— Your goal —
Arrange the rows from the start through the line containing "left=5, top=126, right=60, bottom=133" as a two-column CSV with the headers text and answer. Give one CSV line for each row, put each field in quotation marks with its line breaks replaced by spaces, and leave the pictures out.
------------------------------------------------------------
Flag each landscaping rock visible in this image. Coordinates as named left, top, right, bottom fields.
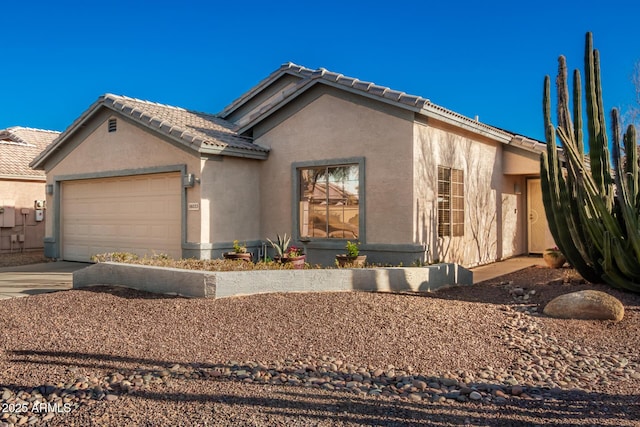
left=544, top=290, right=624, bottom=322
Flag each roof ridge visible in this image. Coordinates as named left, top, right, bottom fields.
left=100, top=93, right=219, bottom=119
left=300, top=67, right=512, bottom=139
left=5, top=126, right=60, bottom=133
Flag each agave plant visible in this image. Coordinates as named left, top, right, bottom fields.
left=267, top=233, right=291, bottom=258
left=540, top=33, right=640, bottom=292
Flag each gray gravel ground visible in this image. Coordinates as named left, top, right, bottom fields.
left=0, top=268, right=640, bottom=426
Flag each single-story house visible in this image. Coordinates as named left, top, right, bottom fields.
left=32, top=63, right=553, bottom=267
left=0, top=127, right=59, bottom=254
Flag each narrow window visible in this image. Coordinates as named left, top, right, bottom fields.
left=298, top=164, right=360, bottom=239
left=438, top=166, right=464, bottom=237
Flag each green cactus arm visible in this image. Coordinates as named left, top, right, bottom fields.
left=573, top=70, right=584, bottom=160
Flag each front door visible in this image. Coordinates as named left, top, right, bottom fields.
left=527, top=178, right=555, bottom=254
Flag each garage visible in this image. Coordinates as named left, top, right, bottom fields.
left=60, top=172, right=182, bottom=262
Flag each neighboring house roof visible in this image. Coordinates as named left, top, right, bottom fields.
left=0, top=126, right=60, bottom=180
left=32, top=94, right=269, bottom=169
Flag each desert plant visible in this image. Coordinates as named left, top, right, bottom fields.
left=540, top=33, right=640, bottom=292
left=267, top=233, right=291, bottom=257
left=233, top=240, right=247, bottom=254
left=345, top=242, right=360, bottom=256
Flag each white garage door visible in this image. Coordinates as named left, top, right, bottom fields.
left=60, top=173, right=182, bottom=261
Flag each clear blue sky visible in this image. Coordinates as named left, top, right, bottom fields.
left=0, top=0, right=640, bottom=139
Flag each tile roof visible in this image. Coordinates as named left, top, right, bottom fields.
left=32, top=93, right=269, bottom=168
left=226, top=62, right=515, bottom=144
left=0, top=127, right=60, bottom=180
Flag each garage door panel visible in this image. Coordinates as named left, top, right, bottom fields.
left=61, top=173, right=182, bottom=261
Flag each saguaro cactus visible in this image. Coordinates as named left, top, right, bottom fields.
left=540, top=33, right=640, bottom=292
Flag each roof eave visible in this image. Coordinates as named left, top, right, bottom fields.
left=509, top=135, right=547, bottom=153
left=237, top=79, right=420, bottom=135
left=0, top=174, right=47, bottom=182
left=238, top=79, right=513, bottom=144
left=420, top=106, right=513, bottom=144
left=198, top=146, right=269, bottom=160
left=216, top=62, right=302, bottom=119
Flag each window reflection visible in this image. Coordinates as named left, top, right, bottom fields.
left=299, top=165, right=360, bottom=239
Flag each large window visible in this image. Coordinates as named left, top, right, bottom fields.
left=297, top=164, right=360, bottom=239
left=438, top=166, right=464, bottom=237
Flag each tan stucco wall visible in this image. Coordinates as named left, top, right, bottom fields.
left=502, top=146, right=540, bottom=175
left=254, top=91, right=413, bottom=244
left=46, top=115, right=201, bottom=242
left=413, top=120, right=526, bottom=266
left=0, top=179, right=45, bottom=253
left=200, top=157, right=264, bottom=243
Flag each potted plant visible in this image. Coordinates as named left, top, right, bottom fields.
left=336, top=241, right=367, bottom=267
left=222, top=240, right=253, bottom=262
left=267, top=233, right=307, bottom=270
left=542, top=246, right=567, bottom=268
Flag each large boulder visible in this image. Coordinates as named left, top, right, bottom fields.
left=544, top=290, right=624, bottom=322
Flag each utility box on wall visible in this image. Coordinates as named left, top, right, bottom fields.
left=0, top=200, right=16, bottom=228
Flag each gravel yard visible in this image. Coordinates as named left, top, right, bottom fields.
left=0, top=262, right=640, bottom=426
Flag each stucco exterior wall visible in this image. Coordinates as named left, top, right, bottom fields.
left=0, top=179, right=45, bottom=253
left=46, top=114, right=201, bottom=246
left=200, top=157, right=264, bottom=247
left=413, top=120, right=526, bottom=267
left=254, top=89, right=413, bottom=251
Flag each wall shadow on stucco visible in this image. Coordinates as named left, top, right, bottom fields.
left=414, top=129, right=503, bottom=265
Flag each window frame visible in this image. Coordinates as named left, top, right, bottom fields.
left=436, top=165, right=466, bottom=238
left=291, top=157, right=366, bottom=245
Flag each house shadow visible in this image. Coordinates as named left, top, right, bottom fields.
left=5, top=351, right=640, bottom=426
left=74, top=285, right=190, bottom=300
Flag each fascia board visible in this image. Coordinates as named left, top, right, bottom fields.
left=420, top=107, right=513, bottom=144
left=217, top=69, right=302, bottom=119
left=199, top=146, right=269, bottom=160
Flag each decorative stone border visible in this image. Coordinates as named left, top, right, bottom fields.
left=73, top=262, right=473, bottom=298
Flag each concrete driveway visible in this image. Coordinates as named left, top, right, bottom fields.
left=0, top=261, right=91, bottom=299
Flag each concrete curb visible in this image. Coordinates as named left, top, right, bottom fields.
left=73, top=262, right=473, bottom=298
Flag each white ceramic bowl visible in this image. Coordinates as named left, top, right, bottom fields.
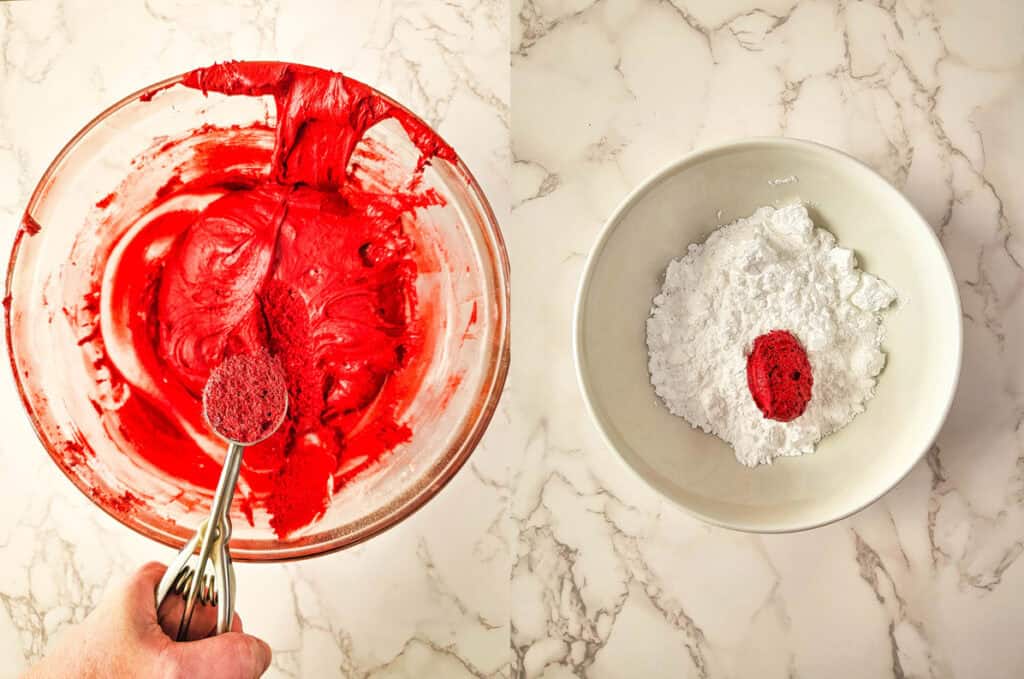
left=573, top=138, right=963, bottom=533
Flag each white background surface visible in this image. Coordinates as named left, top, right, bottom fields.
left=0, top=0, right=1024, bottom=679
left=516, top=0, right=1024, bottom=679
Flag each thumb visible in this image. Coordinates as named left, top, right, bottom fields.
left=171, top=632, right=271, bottom=679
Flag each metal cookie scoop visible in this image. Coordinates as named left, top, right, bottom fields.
left=157, top=354, right=288, bottom=641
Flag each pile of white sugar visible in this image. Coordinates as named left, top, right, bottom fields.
left=647, top=205, right=896, bottom=466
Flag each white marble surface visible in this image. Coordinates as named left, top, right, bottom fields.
left=516, top=0, right=1024, bottom=679
left=0, top=0, right=512, bottom=677
left=0, top=0, right=1024, bottom=679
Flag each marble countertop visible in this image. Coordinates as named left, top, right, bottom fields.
left=505, top=0, right=1024, bottom=679
left=0, top=0, right=513, bottom=678
left=0, top=0, right=1024, bottom=679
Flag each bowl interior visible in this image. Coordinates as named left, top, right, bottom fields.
left=575, top=139, right=962, bottom=532
left=7, top=71, right=508, bottom=560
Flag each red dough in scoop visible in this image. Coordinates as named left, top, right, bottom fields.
left=746, top=330, right=814, bottom=422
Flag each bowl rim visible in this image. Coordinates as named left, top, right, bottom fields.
left=4, top=59, right=511, bottom=563
left=572, top=136, right=964, bottom=534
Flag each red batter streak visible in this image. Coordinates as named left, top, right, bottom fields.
left=77, top=62, right=455, bottom=537
left=203, top=353, right=288, bottom=443
left=746, top=330, right=814, bottom=422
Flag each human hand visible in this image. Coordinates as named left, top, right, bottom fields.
left=26, top=563, right=270, bottom=679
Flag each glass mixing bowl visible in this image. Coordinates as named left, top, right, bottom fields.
left=5, top=66, right=509, bottom=561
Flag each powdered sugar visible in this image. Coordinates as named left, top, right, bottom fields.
left=647, top=205, right=896, bottom=466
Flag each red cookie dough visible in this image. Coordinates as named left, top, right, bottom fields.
left=203, top=352, right=288, bottom=444
left=74, top=61, right=456, bottom=537
left=746, top=330, right=814, bottom=422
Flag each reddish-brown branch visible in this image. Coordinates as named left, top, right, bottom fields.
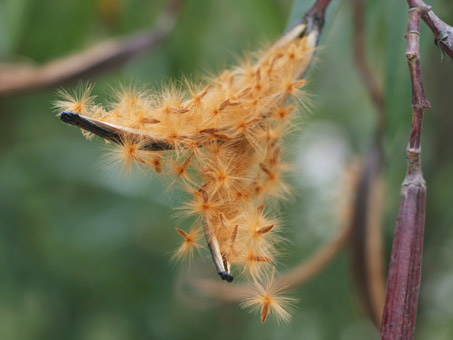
left=0, top=0, right=184, bottom=96
left=381, top=5, right=430, bottom=340
left=407, top=0, right=453, bottom=60
left=351, top=0, right=385, bottom=327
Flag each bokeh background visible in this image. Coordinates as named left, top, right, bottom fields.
left=0, top=0, right=453, bottom=340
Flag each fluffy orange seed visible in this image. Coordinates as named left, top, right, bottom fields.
left=173, top=228, right=201, bottom=260
left=241, top=270, right=297, bottom=323
left=58, top=27, right=314, bottom=292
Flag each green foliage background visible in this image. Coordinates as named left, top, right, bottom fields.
left=0, top=0, right=453, bottom=340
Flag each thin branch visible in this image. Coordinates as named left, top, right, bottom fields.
left=353, top=0, right=385, bottom=134
left=192, top=223, right=351, bottom=302
left=381, top=0, right=431, bottom=340
left=351, top=0, right=385, bottom=328
left=407, top=0, right=453, bottom=60
left=190, top=162, right=358, bottom=302
left=0, top=0, right=184, bottom=96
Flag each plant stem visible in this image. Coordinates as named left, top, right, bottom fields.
left=381, top=5, right=430, bottom=340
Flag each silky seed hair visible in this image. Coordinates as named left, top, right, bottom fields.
left=55, top=25, right=316, bottom=322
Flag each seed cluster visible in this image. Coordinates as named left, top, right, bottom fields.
left=57, top=24, right=315, bottom=321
------------------------------------------------------------
— The answer —
text,answer
"Flag each landscaping rock visible in this image. Coordinates as named left, top, right, bottom fields.","left=544, top=290, right=624, bottom=322"
"Flag each roof ridge visible in this image. Coordinates as named left, top, right, bottom fields.","left=100, top=93, right=219, bottom=119 left=300, top=67, right=512, bottom=139 left=5, top=126, right=60, bottom=133"